### [Task]
Could you restate all of the records exactly, leaving out the pictures?

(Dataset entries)
%%
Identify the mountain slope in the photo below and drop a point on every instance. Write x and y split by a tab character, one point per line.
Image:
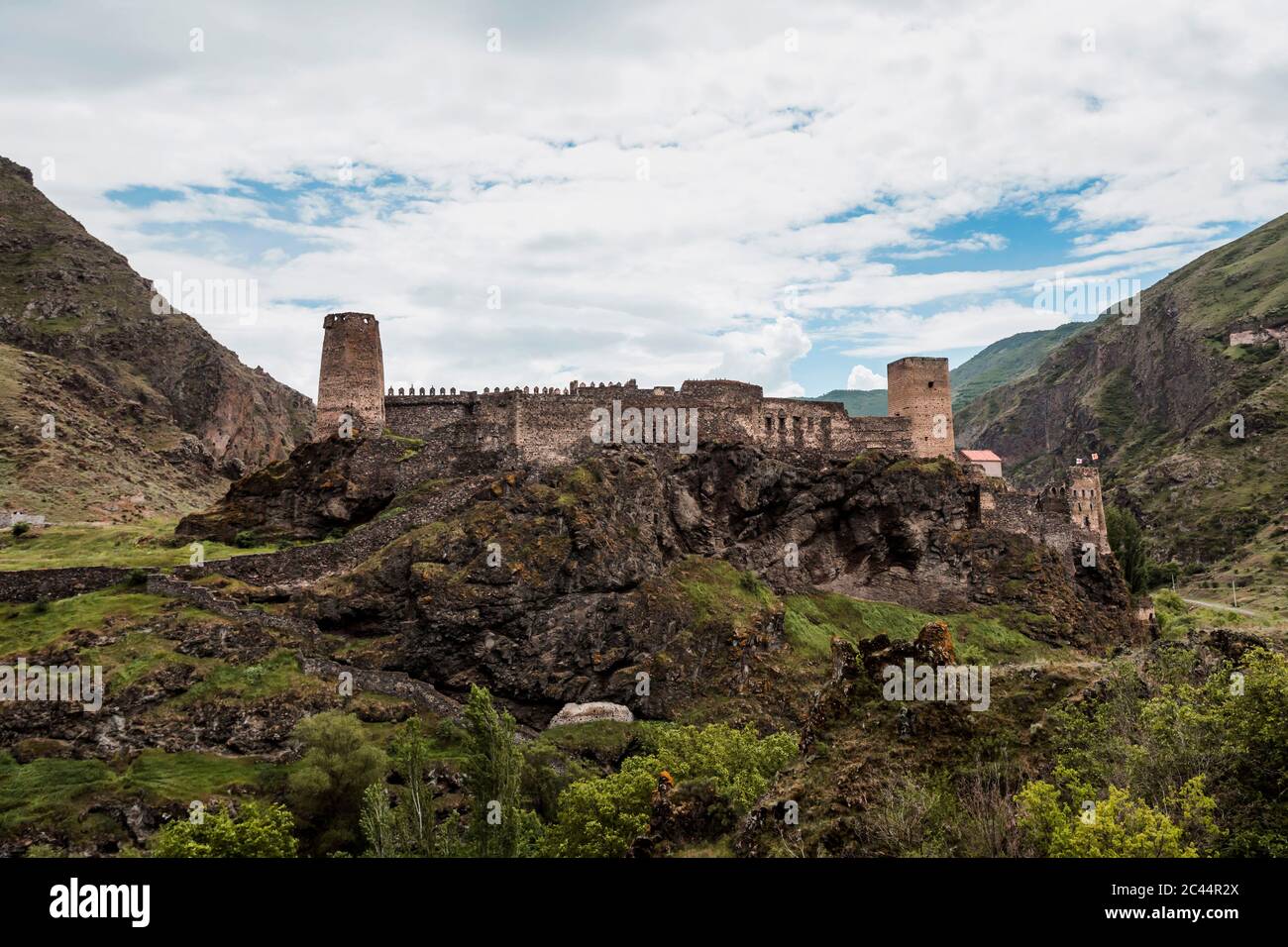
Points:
858	403
1005	361
1158	402
1008	360
150	411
%%
### [Answer to the exercise]
Identify the mountain slope in the photo below and drop a point on every instance. Write x and y split by a tab character, one point per line.
Image:
Points:
858	403
1005	361
1158	402
1008	360
150	411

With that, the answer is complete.